**WHAT TO PRODUCE**. Render every line of the material below as a JSON list of strings, one string per line, with blank lines omitted and the pictures left out.

## begin

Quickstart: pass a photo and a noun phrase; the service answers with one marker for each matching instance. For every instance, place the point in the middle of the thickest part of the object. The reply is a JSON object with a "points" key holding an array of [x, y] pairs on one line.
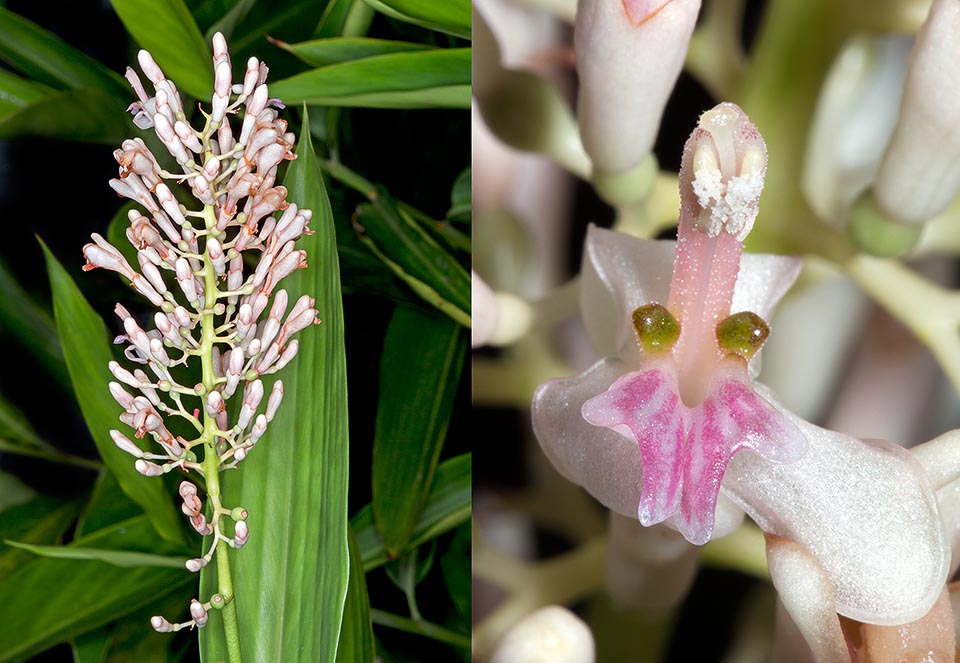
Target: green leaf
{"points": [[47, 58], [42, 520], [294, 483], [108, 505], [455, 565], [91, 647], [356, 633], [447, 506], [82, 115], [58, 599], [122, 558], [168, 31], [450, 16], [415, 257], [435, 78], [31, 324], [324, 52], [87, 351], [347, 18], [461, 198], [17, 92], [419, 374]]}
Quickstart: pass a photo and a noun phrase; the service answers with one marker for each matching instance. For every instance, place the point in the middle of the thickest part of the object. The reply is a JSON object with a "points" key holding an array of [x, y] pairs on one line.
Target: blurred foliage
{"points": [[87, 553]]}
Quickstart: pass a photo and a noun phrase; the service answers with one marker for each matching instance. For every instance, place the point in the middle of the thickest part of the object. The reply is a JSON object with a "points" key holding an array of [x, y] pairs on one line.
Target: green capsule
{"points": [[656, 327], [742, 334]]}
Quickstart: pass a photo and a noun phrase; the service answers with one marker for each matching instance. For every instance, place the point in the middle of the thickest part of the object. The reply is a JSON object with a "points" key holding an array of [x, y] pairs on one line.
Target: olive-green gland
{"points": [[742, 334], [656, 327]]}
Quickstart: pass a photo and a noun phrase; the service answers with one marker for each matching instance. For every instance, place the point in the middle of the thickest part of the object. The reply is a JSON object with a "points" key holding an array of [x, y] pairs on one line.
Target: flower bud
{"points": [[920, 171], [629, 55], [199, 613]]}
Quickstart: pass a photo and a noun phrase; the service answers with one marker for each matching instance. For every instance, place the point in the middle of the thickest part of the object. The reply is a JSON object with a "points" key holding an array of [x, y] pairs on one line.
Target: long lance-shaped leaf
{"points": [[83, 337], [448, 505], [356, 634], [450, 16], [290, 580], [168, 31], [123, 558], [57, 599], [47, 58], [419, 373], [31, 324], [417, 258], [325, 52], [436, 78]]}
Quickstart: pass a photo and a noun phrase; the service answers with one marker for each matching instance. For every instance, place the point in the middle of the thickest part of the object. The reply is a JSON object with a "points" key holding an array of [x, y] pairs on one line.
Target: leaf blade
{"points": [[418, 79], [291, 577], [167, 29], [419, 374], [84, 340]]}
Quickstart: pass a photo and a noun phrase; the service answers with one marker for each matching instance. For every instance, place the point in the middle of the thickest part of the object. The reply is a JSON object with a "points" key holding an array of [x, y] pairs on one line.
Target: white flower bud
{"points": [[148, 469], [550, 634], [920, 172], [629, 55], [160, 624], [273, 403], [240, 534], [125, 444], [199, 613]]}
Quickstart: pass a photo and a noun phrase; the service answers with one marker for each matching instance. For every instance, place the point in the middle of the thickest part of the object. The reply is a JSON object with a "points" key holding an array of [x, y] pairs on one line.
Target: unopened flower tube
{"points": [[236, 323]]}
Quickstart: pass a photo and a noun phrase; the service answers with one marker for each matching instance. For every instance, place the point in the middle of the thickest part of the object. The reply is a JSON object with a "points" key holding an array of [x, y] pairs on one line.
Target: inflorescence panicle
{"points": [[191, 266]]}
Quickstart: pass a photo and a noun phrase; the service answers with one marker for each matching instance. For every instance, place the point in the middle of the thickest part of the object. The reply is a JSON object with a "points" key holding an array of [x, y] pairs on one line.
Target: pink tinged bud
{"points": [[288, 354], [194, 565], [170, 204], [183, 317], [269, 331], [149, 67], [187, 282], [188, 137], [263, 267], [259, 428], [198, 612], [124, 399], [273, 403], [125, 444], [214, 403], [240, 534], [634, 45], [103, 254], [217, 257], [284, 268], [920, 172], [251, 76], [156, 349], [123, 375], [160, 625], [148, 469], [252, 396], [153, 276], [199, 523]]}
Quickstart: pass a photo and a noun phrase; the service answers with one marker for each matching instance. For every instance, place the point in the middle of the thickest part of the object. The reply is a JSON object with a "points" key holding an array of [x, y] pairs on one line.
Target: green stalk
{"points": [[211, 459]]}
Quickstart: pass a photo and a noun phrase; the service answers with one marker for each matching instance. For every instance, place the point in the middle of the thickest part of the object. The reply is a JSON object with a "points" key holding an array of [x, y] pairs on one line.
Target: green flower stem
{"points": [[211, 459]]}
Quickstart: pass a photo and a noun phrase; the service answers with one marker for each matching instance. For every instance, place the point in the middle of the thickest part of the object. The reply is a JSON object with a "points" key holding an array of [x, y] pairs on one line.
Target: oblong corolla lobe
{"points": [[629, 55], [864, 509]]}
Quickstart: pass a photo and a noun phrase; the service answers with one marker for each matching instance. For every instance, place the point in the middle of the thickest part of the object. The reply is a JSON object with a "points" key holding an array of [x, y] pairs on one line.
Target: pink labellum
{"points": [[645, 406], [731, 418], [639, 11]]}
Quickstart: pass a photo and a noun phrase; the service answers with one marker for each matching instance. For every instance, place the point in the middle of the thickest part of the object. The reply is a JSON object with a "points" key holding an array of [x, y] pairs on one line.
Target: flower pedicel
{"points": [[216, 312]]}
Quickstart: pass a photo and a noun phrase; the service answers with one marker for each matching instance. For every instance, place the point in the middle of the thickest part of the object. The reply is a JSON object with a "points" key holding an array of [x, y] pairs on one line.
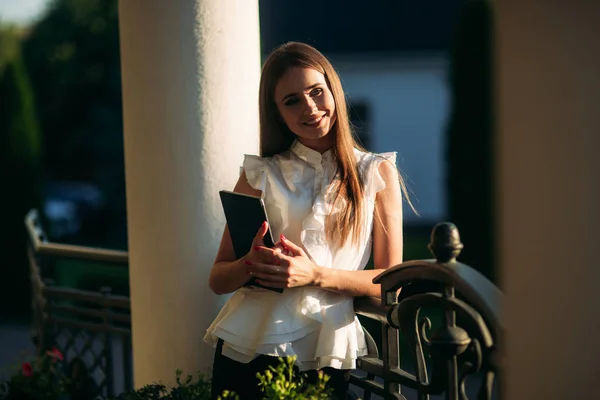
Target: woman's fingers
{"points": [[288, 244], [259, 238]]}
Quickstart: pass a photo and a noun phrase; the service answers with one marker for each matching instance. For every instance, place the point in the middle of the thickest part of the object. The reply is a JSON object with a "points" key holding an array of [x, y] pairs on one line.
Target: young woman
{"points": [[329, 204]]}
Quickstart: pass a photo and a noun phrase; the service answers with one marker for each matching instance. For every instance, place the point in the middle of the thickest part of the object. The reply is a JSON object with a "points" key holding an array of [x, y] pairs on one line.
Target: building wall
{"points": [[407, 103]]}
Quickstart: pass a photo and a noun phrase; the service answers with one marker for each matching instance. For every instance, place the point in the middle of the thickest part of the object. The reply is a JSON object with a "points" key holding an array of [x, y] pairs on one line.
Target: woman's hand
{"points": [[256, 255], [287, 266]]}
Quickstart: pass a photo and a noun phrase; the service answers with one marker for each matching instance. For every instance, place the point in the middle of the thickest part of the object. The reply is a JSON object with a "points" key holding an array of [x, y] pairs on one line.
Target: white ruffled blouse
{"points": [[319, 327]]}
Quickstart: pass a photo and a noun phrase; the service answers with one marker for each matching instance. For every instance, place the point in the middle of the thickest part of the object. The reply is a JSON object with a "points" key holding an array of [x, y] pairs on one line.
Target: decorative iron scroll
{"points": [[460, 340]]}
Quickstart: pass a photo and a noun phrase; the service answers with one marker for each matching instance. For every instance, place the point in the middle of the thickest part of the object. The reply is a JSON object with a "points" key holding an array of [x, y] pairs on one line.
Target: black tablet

## end

**ANSWER FOR THE TASK**.
[
  "Quickstart: pass a photo and a noun phrase; the service answers with one marker for each matching instance. For every instance, place the point in the middle of the thickest part of the object. The reply is a JSON object with a \"points\" key holding an array of [x, y] pairs on one line.",
  "Target: green leaf",
  "{\"points\": [[47, 58], [42, 520], [294, 483], [108, 505], [455, 565], [91, 647], [356, 633], [447, 506], [82, 115], [58, 599], [122, 558], [168, 31], [450, 16], [415, 257], [435, 78], [31, 324], [324, 52], [87, 351], [347, 18], [461, 198], [17, 92], [419, 374]]}",
  "Quickstart: pass a photo and a noun phrase; the service answers with one marker for each matching instance. For every instance, place the point in the middle of the thickest part of the object. The reply is a JSON object with a \"points\" key holding an array of [x, y] pairs on one line.",
  "Target: blurred foliage",
  "{\"points\": [[87, 553]]}",
  "Quickstart: pass a photo and a noun phrase; the service answers with one marker for each matching instance. For every instance, place the point in the middle of the thickest part of the object. The reply is a JSON object with a \"points\" key holding an array of [x, y] pairs on one line.",
  "Target: green capsule",
  "{\"points\": [[656, 327], [742, 334]]}",
  "Quickstart: pass a photo and a noun phrase; the service answers with one marker for each matching instance. For every instance, place the point in the middle of the thickest part of the object. The reply is a JSON object with a \"points\" key holding an array of [x, y] pairs on one line.",
  "Target: olive-green gland",
  "{\"points\": [[742, 334], [656, 327]]}",
  "Quickstart: pass a photo and a noun phrase; the service answers with one marker for each matching instance. For every instance, place the point in the middle of the thickest part of the object. The reply is a JSON object with a \"points\" key holding an array of [x, y] pairs on one line.",
  "Target: flower bud",
  "{\"points\": [[920, 171], [629, 55], [199, 613]]}",
  "Quickstart: pass a photo and a noun phrase; the service answers with one marker for each matching instance. For every instance, place the point in the middle of the thickest part of the object. The reply is a JSON object with a \"points\" key holding an array of [x, y] pairs on one line.",
  "Target: long lance-shaped leaf",
  "{\"points\": [[83, 337], [448, 505], [356, 634], [450, 16], [290, 580], [168, 31], [123, 558], [57, 599], [47, 58], [419, 373], [31, 324], [417, 258], [325, 52], [436, 78]]}",
  "Quickstart: pass a photo and a noun phrase; the service answers with one marker for each matching instance. For every instance, place the point in the middle of the thickest part of the object. The reply is a JSON object with a \"points\" key holding an array of [x, y] pairs on one line.",
  "Target: leaf blade",
  "{\"points\": [[418, 79], [291, 577], [167, 29], [419, 374], [84, 340]]}",
  "Quickstart: pass a photo and a noun phrase; the service answers with one marker for each matching instance. For every instance, place the point in the middle of the thickest part of the object. The reply is a JSON object with a \"points\" key holding an array of [x, y] pairs on one line.",
  "Target: white flower bud",
  "{\"points\": [[148, 469], [550, 634], [920, 172], [629, 55], [160, 624], [273, 403], [240, 534], [125, 444], [199, 613]]}",
  "Quickstart: pass a photo and a noun phrase; the service answers with one marker for each matching instance. For every instance, place the point in the middle of the thickest part of the object. The reply is a JSON object with a \"points\" key holding an array of [x, y] pairs on one line.",
  "Target: unopened flower tube",
  "{\"points\": [[236, 323]]}",
  "Quickstart: pass a photo and a noun phrase; the service answers with one marker for each matching instance. For every instance, place the point in the middle of the thickest part of the object. The reply is a JSON object with a \"points\" key holding an array of [x, y] pairs on one line.",
  "Target: inflorescence panicle",
  "{\"points\": [[191, 266]]}",
  "Quickstart: pass a photo and a noun phrase; the service answers with one marker for each matching instance. For every instance, place the point in the middle of the thickest part of the object. The reply is a JSON object with a \"points\" key holding an array of [x, y] pairs on one line.",
  "Target: pink tinged bud",
  "{\"points\": [[288, 354], [194, 565], [170, 204], [183, 317], [269, 331], [149, 67], [187, 282], [188, 137], [263, 267], [259, 428], [198, 612], [124, 399], [273, 403], [125, 444], [214, 403], [240, 534], [634, 45], [103, 254], [217, 257], [284, 268], [920, 172], [251, 76], [156, 349], [123, 375], [160, 625], [148, 469], [252, 396], [153, 276], [199, 523]]}",
  "Quickstart: pass a photo and a noun phrase; the service answers with one marker for each matching instance. For every instance, place the point in the middle of the thickest part of the object. The reply is a JSON object with a \"points\" key holding an array of [x, y] pairs on one line.",
  "Target: green stalk",
  "{\"points\": [[211, 459]]}",
  "Quickstart: pass a photo and a noun phrase; the service answers with one marker for each matching instance. For every instance, place the point in the middle of the thickest part of the object. The reply is a JSON object with a \"points\" key holding an array of [x, y] pairs on one line.",
  "Target: green flower stem",
  "{\"points\": [[211, 459]]}",
  "Quickstart: pass a photo and a noun phrase; the service answers with one marker for each matching instance. For every instance, place the point in the middle of the thickest part of the object. The reply is a JSON object with a \"points\" key holding an array of [x, y] pairs on one line.",
  "Target: oblong corolla lobe",
  "{\"points\": [[629, 55], [864, 509]]}",
  "Quickstart: pass a photo and a noun phrase; the service answers with one marker for each matching instance. For every instance, place the point in the middle of the thickest part of the object. The reply is a JSON object with a \"points\" key holding an array of [x, y] pairs on one line.",
  "Target: pink labellum",
  "{\"points\": [[645, 406], [731, 418], [639, 11]]}",
  "Quickstart: pass a photo and a noun phrase; the service answers with one marker for each matching instance. For every instance, place the point in the middle of the thickest part of the object. The reply is a JSON object with a \"points\" key holding an array of [x, y] pairs on one line.",
  "Target: flower pedicel",
  "{\"points\": [[216, 312]]}",
  "Quickstart: pass a photo and a noun phrase; the service answers with one marker for each matching instance. For every instance, place the point in the middle of the thickest part of the object. The reply is a JSON object with a \"points\" key holding an array of [x, y] pairs on one line.",
  "Target: woman's fingers",
  "{\"points\": [[288, 244], [259, 238]]}",
  "Quickstart: pass a photo and a noun phrase; the service answers with one marker for each matching instance. For every instance, place the point in the middle of the thickest part of the object. The reply is a JSON object with a \"points\" key holding an array of [x, y] pairs on one line.",
  "Target: young woman",
  "{\"points\": [[329, 204]]}",
  "Quickstart: pass a photo and a noun phrase; the service answers with one marker for each matching instance. For every instance, place the point in the middle of the thickest part of the object. The reply is a JSON object with a \"points\" key holding an array of [x, y] pairs on one line.",
  "Target: building wall",
  "{\"points\": [[407, 103]]}",
  "Quickstart: pass a photo and a noun phrase; the service answers with one marker for each matching instance. For every instance, place the point in the middle of the thickest part of the object. The reply is a JSON object with a \"points\" key holding an array of [x, y] pairs on one line.",
  "Target: woman's hand",
  "{\"points\": [[256, 255], [287, 266]]}",
  "Quickstart: pass a photo and a noun phrase; the service answers with one marker for each matching instance. For every instance, place the point in the middle of the thickest part of the object. The reply is a JSON object with a \"points\" key holding an array of [x, y] pairs on one line.",
  "Target: white ruffled blouse",
  "{\"points\": [[319, 327]]}",
  "Quickstart: pass a photo and a noun phrase; the service answers with one marker for each matching instance. For every instance, place the point in the middle of the thickest part of the object. The reply is a JSON object with a \"points\" key holding an array of [x, y] pairs on one line.",
  "Target: decorative iron scroll",
  "{\"points\": [[460, 340]]}",
  "Quickstart: pass a photo and a noun phrase; the service answers with one marker for each matching instance. For every instance, place the point in the middle of the thickest part of the object. The reply is a JSON object with a \"points\" key holding an array of [x, y] pairs on one line.",
  "Target: black tablet"
]